--- TEXT Enclosed Below ---

I have a list of 130
dataframes each with 27
columns and 2
factor levels per dataframe. I want to remove the duplicated rows in each dataframe based on 3
columns for one factor level only, keeping all rows in the other factor level and their duplicates.
I have sorted all the dataframes according to the factor levels and then I tried to remove the duplicated rows only for the first factor level.
The list is called x
and i
index between the dataframes in list with x[[i]]
, with i
running from 1
to 130
.
The column in every dataframe called temp
contains 2
factor levels, either 0
or 1
. The 130
dataframes have been ordered according to level = 0
first and then level=1
.
for (i in 1:130)
{
x[[i]]$temp <- factor(x[[i]]$temp,levels = c(0,1))
# Creating 2 factor levels called `0` and `1` in column called `temp` and index position of the `temp` column is `24`
x[[i]] <- x[[i]][order(x[[i]]$temp),]
# Ordering all of the dataframes by levels; level = 0 first then level = 1
x[[i]] <- x[[i]][!(duplicated(x[[i]][c(2,27,25)])),]
# This is removing duplicated based on columns 2,27 and 25, but I to perform this only for the first factor level = 0
}

--- End of Enclosed TEXT ---
--- THE DATA Enclosed Below ---

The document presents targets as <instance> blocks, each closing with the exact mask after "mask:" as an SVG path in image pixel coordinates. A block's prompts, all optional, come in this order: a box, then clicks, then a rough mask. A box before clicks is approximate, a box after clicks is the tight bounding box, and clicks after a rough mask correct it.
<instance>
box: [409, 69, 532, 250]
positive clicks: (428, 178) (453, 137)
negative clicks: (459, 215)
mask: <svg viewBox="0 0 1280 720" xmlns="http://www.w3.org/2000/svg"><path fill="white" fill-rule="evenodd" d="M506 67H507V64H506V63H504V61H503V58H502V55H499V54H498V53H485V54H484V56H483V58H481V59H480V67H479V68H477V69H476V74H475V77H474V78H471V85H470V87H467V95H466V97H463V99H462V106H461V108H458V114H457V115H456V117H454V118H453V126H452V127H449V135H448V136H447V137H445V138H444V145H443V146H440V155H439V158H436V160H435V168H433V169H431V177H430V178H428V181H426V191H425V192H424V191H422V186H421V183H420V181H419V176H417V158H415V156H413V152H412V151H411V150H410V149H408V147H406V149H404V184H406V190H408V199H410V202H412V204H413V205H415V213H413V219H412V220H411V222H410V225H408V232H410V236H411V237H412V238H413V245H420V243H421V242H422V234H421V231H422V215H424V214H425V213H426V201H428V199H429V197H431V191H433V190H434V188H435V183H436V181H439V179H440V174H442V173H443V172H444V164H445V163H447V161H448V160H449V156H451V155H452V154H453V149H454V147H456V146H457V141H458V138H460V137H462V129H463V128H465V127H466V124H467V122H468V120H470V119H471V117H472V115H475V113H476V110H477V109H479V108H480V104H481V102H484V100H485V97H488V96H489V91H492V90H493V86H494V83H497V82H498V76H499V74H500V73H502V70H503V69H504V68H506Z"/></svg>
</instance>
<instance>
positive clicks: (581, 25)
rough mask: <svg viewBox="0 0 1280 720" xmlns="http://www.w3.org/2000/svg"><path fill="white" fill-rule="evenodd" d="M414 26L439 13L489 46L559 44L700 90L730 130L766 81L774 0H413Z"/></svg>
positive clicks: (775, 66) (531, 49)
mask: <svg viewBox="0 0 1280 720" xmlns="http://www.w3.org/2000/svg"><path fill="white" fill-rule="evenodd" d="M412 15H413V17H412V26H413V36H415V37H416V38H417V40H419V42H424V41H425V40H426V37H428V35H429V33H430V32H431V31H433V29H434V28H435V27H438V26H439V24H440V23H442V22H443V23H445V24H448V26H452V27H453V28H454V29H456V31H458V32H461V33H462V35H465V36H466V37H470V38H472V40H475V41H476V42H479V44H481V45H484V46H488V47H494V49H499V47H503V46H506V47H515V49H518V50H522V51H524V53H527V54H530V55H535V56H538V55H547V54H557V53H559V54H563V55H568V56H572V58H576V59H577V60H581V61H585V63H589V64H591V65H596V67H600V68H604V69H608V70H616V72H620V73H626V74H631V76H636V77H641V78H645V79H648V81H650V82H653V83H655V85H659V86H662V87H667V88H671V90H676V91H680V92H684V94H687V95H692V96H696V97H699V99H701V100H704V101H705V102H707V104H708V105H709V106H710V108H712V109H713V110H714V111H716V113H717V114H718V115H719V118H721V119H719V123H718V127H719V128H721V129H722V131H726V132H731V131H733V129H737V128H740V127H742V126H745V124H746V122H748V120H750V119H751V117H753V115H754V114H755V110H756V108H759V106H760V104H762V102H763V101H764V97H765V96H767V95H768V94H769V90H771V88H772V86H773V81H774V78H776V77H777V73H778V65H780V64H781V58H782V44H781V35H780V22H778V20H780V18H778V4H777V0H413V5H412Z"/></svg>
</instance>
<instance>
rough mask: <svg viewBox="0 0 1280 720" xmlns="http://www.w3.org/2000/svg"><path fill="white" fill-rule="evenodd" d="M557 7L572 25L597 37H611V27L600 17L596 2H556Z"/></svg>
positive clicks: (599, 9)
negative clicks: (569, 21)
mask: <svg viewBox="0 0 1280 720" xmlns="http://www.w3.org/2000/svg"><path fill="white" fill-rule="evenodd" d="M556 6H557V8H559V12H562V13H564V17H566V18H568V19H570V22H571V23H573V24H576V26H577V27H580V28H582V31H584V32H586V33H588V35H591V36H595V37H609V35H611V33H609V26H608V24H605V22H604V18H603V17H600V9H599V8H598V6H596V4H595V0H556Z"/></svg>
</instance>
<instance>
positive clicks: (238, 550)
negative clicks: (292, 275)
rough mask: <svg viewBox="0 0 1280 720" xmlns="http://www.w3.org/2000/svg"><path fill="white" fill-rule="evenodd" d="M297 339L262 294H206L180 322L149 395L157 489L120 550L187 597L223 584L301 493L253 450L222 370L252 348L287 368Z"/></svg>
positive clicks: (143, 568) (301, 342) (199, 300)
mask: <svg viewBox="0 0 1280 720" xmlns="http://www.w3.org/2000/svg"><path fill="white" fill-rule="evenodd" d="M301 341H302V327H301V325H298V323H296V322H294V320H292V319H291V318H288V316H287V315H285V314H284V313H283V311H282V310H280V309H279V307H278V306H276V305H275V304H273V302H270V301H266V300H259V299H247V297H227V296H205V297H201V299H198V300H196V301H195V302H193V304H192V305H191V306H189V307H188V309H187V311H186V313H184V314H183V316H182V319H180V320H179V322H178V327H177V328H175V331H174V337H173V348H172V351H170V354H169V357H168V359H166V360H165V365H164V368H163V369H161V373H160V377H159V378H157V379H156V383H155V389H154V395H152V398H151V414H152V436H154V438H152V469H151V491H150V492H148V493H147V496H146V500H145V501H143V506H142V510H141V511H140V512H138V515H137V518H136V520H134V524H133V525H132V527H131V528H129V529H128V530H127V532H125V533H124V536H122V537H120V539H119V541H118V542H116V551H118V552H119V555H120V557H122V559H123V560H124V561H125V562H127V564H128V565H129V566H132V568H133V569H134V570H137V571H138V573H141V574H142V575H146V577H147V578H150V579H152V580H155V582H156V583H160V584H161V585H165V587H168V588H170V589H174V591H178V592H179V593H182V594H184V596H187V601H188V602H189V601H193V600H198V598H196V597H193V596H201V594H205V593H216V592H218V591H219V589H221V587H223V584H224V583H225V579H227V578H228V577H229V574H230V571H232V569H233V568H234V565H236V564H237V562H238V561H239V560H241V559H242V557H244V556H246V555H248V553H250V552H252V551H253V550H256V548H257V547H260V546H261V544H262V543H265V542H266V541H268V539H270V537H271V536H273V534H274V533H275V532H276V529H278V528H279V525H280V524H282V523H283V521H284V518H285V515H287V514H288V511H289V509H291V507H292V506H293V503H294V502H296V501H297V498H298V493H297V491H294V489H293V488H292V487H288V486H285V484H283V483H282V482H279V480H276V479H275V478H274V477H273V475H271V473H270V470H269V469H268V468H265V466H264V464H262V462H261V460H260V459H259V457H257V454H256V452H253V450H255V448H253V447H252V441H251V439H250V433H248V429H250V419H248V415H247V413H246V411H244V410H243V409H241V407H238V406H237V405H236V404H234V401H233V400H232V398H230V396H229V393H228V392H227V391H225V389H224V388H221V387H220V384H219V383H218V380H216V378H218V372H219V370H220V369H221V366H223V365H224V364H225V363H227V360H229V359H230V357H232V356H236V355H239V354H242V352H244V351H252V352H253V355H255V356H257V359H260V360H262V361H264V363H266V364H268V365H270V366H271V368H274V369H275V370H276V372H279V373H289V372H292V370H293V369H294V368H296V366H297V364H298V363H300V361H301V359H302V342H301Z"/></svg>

--- End of Enclosed THE DATA ---
--- THE DATA Enclosed Below ---

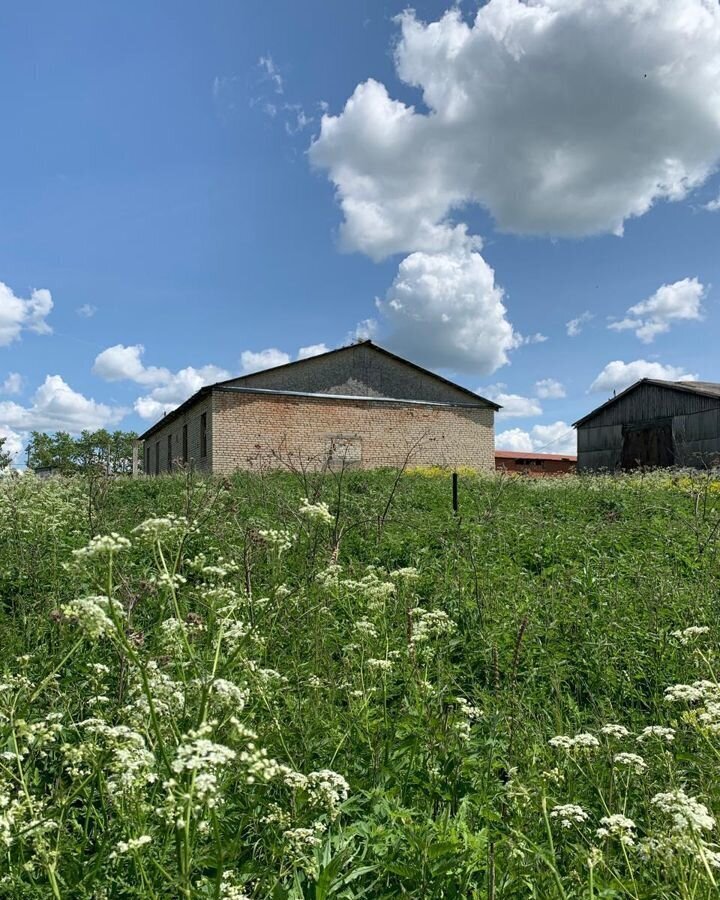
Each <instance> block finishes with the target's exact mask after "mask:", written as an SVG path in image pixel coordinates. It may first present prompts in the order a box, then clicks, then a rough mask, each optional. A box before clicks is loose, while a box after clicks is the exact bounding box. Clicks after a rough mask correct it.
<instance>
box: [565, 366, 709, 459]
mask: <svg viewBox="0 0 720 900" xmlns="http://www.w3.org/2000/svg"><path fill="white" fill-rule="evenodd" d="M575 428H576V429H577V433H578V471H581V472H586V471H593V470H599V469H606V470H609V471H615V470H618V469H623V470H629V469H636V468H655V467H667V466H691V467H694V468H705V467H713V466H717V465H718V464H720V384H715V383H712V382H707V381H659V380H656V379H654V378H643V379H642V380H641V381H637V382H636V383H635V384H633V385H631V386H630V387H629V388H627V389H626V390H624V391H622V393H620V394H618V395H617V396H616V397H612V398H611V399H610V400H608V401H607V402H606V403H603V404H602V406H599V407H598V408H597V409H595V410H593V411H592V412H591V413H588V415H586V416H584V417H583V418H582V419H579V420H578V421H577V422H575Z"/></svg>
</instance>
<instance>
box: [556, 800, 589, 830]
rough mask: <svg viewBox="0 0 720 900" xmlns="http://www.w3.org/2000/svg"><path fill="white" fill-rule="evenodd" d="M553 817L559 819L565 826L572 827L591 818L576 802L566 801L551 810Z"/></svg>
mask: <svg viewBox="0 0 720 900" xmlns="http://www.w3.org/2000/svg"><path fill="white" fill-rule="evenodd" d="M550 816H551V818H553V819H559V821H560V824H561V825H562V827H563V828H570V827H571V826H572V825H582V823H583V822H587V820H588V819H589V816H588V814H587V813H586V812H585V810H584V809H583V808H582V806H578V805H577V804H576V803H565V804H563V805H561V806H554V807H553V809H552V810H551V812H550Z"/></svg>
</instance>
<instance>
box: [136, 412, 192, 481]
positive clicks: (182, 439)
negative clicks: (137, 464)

--- End of Enclosed THE DATA ---

EXERCISE DETAILS.
Reproduce the text about removing duplicated rows word for word, from "The column in" to "(i in 1:130)".

RESULT OF THE EXERCISE.
The column in every dataframe called temp
contains 2
factor levels, either 0
or 1
. The 130
dataframes have been ordered according to level = 0
first and then level=1
.
for (i in 1:130)